**SOURCE TEXT**

______

Now, of the items of this extraordinary catalogue the book of Acts mentions very few: of the five Jewish scourgings it notices not one, of the three Roman beatings only one; the one stoning it records, but not one of the three shipwrecks, for the shipwreck so fully detailed in the Acts happened later. It was no part of the design of Luke to exaggerate the figure of the hero he was painting; his brief and modest narrative comes far short even of the reality; and, as we pass over the few simple words into which he condenses the story of months or years, our imagination requires to be busy, filling up the outline with toils and pains at least equal to those the memory of which he has preserved.
94. Crossing to Europe.—It would appear that Paul reached Troas under the direction of the guiding Spirit without being aware whither his steps were next to be turned. But could he doubt what the divine intention was when, gazing across the silver streak of the Hellespont, he beheld the shores of Europe on the other side? He was now within the charmed circle where for ages civilization had had her home; and he could not be entirely ignorant of those stories of war and enterprise and those legends of love and valor which have made it forever bright and dear to the heart of mankind.
At only four miles' distance lay the Plain of Troy, where Europe and Asia encountered each other in the struggle celebrated in Homer's immortal song. Not far off Xerxes, sitting on a marble throne, reviewed the three millions of Asiatics with which he meant to bring Europe to his feet. On the other side of that narrow strait lay Greece and Rome, the centers from which issued the learning, the commerce and the armies which governed the world. Could his heart, so ambitious for the glory of Christ, fail to be fired with the desire to cast himself upon these strongholds, or could he doubt that the Spirit was leading him forward to this enterprise? He knew that Greece, with all her wisdom, lacked that knowledge which makes wise unto salvation, and that the Romans, though they were the conquerors of this world, did not know the way of winning an inheritance in the world that is to come; but in his breast he carried the secret which they both required.
95. It may have been such thoughts, dimly moving in his mind, that projected themselves into the vision which he saw at Troas; or was it the vision which first awakened the idea of crossing to Europe? As he lay asleep, with the murmur of the Aegean in his ears, he saw a man standing on the opposite coast, on which he had been looking before he went to rest, beckoning and crying, "Come over into Macedonia and help us." That figure represented Europe, and its cry for help Europe's need of Christ. Paul recognized in it a divine summons; and the very next sunset which bathed the Hellespont in its golden light shone upon his figure seated on the deck of a ship the prow of which was moving toward the shore of Macedonia.
96. In this passage of Paul, from Asia to Europe, a great providential decision was taking effect, of which, as children of the West, we cannot think without the profoundest thankfulness. Christianity arose in Asia and among an Oriental people; and it might have been expected to spread first among those races to which the Jews were most akin. Instead of coming west, it might have gone eastward. It might have penetrated into Arabia and taken possession of those regions where the faith of the False Prophet now holds sway. It might have visited the wandering tribes of Central Asia and, piercing its way down through the passes of the Himalayas, reared its temples on the banks of the Ganges, the Indus and the Godavery. It might have traveled farther east to deliver the swarming millions of China from the cold secularism of Confucius. Had it done so, missionaries from India and Japan might have been coming to England and America at the present day to tell the story of the Cross. But Providence conferred on Europe a blessed priority, and the fate of our continent was decided when Paul crossed the Aegean.

______

**SET TASK**
In the text on Paul's crossing to Europe, why must the reader's imagination be busy when reading Luke's narrative in Acts? Answer in one to three sentences.

______

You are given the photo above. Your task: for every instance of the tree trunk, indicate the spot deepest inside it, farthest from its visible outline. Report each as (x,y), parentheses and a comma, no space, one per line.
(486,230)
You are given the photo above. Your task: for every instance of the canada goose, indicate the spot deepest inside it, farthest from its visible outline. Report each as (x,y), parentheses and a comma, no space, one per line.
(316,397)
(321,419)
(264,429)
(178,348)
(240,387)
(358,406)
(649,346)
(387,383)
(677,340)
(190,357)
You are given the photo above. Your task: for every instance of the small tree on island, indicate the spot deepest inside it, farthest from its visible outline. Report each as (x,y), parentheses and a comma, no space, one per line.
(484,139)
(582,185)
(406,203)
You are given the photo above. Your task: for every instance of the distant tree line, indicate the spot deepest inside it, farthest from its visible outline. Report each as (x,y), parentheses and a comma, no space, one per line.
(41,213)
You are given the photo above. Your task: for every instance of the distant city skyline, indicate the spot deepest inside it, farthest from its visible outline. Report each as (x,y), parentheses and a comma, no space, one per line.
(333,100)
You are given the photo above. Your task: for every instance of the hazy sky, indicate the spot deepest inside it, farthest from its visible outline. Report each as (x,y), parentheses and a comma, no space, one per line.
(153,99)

______

**ANSWER TO THIS TASK**
Luke never meant to exaggerate the figure of his hero, so his brief and modest narrative falls short even of the reality and condenses months or years into a few simple words. The reader must therefore fill in that outline with toils and pains at least equal to the ones Luke preserved.